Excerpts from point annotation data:
* * * * * * * * *

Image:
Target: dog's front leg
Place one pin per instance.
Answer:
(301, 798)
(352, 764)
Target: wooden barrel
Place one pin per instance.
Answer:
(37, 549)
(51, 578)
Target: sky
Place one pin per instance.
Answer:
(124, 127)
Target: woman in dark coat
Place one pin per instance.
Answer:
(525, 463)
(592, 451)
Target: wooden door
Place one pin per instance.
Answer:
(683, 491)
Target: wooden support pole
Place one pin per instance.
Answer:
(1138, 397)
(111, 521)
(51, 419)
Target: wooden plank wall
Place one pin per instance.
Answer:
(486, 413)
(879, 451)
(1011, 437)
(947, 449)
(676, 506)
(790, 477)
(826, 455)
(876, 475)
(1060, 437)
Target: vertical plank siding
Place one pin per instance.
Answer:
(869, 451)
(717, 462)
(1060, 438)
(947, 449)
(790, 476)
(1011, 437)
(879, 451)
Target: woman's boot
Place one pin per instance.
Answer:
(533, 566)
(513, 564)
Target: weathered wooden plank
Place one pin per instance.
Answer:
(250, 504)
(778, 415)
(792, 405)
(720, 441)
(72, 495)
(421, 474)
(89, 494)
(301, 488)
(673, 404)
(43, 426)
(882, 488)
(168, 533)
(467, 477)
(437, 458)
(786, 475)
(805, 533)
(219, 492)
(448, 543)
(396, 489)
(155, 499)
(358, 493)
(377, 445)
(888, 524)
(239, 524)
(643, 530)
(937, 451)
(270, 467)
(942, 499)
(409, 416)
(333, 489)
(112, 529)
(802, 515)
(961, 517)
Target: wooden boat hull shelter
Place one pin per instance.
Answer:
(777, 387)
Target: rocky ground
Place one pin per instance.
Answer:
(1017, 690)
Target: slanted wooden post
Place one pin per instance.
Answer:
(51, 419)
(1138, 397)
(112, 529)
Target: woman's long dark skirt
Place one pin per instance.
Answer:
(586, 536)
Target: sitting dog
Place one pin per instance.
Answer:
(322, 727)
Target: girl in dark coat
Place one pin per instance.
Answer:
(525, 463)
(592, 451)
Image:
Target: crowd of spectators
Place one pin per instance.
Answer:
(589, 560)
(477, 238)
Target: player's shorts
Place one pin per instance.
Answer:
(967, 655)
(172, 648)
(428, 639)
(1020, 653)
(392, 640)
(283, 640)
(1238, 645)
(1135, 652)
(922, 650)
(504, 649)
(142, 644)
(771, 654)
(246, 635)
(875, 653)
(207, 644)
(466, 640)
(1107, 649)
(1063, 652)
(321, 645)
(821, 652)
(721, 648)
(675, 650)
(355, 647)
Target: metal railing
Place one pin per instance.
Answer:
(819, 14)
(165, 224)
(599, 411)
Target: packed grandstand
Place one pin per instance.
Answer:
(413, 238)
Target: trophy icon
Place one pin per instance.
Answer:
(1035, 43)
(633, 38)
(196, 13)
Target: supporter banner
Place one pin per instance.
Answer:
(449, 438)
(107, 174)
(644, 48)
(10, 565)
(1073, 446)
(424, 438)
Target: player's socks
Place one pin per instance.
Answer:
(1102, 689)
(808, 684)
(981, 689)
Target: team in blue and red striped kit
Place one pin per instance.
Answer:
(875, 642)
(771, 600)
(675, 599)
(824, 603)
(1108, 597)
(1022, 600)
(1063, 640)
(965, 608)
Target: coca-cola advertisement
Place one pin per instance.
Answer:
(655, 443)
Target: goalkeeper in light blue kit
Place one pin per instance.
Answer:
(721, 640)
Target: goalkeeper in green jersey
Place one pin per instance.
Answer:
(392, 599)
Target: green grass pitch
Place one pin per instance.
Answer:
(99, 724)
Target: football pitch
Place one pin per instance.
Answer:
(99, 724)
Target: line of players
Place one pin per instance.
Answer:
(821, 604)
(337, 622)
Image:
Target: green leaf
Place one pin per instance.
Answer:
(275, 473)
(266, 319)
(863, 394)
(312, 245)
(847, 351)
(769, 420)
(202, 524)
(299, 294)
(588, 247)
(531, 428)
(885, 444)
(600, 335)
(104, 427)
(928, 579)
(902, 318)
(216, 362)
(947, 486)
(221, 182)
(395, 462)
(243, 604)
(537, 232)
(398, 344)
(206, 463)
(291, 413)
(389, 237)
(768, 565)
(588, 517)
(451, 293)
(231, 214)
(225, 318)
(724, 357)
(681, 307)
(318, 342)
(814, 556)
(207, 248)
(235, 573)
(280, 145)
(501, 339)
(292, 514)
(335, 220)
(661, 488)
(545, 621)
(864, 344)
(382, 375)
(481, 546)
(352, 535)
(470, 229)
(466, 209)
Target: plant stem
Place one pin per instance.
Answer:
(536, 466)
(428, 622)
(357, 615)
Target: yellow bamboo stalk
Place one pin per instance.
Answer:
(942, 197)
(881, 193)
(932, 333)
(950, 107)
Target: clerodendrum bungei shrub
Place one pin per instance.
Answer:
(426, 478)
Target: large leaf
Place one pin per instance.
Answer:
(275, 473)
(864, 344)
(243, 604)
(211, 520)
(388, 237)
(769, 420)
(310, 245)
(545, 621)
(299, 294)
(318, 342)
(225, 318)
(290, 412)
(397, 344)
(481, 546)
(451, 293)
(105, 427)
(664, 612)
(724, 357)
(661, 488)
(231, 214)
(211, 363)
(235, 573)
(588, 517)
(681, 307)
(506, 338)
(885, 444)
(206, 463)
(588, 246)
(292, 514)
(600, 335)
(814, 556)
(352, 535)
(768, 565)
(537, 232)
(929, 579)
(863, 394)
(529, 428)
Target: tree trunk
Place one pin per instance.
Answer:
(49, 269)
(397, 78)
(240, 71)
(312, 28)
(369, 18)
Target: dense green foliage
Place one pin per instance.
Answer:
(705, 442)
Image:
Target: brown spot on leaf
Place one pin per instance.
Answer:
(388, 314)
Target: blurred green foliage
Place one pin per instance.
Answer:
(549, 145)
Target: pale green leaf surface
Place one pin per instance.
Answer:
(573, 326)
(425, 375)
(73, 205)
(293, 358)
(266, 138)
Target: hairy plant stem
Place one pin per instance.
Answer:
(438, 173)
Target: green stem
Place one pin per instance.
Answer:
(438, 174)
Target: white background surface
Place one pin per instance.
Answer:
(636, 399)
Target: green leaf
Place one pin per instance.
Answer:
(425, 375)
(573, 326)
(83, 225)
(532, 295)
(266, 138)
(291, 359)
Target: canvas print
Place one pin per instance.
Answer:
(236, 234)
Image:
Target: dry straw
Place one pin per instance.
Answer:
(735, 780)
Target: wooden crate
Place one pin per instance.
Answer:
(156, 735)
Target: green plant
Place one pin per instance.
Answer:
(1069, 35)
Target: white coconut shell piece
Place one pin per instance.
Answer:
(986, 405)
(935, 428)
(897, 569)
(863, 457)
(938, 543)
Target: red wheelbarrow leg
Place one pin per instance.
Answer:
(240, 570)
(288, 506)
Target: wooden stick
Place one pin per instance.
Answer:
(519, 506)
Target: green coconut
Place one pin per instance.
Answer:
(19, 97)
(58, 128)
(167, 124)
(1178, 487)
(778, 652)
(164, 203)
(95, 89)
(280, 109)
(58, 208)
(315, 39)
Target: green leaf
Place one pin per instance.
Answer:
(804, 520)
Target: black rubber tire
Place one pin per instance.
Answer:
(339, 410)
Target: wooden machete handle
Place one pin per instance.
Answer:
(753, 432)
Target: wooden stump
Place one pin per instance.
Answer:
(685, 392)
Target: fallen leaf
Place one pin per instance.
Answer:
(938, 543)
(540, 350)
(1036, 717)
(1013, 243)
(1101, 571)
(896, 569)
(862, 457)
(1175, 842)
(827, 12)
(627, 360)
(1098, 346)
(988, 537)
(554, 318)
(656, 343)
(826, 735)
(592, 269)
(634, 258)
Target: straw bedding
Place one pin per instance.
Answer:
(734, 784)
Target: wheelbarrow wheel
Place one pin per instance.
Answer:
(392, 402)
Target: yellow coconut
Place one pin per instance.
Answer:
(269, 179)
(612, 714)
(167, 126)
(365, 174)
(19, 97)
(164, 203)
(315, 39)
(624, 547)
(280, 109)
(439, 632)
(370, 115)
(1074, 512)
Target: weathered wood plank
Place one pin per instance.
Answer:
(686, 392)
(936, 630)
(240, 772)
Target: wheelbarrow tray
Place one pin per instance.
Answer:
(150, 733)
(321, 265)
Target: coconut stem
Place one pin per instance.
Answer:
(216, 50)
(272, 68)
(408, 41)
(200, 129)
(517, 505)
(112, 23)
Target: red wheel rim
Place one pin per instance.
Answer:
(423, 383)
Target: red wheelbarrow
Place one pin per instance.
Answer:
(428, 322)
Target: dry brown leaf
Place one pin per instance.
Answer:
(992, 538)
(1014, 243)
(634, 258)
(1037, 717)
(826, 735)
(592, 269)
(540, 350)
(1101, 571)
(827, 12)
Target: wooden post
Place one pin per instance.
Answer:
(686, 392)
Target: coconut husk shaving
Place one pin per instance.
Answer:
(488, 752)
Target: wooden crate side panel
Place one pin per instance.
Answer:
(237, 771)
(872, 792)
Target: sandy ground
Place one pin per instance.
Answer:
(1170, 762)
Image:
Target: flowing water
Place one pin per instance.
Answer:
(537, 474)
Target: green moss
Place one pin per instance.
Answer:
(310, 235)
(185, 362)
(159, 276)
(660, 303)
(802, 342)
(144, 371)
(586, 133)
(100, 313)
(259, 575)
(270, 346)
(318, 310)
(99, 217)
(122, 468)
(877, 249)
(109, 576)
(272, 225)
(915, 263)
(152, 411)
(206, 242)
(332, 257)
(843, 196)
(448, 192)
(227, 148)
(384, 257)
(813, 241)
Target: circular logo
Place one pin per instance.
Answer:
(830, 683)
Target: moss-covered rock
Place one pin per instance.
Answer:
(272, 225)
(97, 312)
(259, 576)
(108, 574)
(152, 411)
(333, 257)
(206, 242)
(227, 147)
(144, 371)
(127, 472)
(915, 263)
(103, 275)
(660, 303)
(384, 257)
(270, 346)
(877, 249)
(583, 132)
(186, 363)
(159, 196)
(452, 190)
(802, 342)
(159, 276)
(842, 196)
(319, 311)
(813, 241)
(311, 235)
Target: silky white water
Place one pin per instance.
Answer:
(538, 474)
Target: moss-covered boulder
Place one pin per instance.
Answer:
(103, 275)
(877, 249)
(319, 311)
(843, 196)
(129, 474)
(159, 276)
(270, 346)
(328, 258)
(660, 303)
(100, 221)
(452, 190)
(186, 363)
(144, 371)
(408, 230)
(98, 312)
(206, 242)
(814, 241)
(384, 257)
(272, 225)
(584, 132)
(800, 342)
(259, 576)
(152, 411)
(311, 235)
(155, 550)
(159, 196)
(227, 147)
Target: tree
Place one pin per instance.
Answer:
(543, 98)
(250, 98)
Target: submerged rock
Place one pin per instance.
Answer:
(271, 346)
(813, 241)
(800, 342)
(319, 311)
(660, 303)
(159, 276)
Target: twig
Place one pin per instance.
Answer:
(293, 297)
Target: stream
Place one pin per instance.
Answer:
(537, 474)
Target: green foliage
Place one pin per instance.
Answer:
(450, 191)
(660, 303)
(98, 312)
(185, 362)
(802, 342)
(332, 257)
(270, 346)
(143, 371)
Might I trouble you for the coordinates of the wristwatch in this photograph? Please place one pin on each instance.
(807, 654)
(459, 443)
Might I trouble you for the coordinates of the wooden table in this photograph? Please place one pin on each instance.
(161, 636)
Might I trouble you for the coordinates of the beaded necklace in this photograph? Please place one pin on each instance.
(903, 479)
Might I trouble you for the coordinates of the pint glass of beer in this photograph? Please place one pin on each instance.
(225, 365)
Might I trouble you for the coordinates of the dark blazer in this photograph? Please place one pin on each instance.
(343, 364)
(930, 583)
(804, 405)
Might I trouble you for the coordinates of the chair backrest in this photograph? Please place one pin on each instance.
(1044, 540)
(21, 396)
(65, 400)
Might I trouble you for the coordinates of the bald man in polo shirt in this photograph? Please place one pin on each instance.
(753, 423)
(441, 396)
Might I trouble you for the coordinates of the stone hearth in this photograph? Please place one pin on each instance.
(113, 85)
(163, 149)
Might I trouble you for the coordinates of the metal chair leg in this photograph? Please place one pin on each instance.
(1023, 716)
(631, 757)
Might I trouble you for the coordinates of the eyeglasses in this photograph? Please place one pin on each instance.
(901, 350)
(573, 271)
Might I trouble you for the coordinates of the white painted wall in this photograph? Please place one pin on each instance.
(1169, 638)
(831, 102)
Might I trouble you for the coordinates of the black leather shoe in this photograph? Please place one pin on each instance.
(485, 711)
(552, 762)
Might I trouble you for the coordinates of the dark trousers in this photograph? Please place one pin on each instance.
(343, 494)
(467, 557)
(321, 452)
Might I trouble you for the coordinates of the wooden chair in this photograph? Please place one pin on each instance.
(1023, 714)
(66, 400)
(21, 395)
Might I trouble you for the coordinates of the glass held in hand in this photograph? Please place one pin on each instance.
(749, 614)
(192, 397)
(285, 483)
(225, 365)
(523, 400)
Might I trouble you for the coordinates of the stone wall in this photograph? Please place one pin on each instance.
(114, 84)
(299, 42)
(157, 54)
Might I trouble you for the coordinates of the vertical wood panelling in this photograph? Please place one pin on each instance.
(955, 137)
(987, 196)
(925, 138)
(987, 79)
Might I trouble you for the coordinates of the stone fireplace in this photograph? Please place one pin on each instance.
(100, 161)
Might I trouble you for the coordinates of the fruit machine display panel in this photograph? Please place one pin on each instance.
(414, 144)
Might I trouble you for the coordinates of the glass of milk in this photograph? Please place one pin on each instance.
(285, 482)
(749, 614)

* * * * * * * * *

### PROBLEM TO WORK ON
Could you give again exactly the lines from the line containing "Might I trouble you for the coordinates of the vertical" through the final line of the data above, and no others?

### OUTPUT FOR THIS TASK
Might I trouble you for the coordinates of the vertical wood panelling in this photograph? Please place one pin on each instance.
(955, 137)
(987, 196)
(925, 138)
(987, 79)
Might I trouble you for the coordinates of the stone fireplace in this photograph? Please place one pin on each instance.
(100, 161)
Might I trouble you for the coordinates of the fruit machine display panel in this photograph? Please place one pin on each instance.
(414, 144)
Might I trouble you for the coordinates of the glass of milk in this photograph? Please place one pin on each instance.
(285, 482)
(749, 614)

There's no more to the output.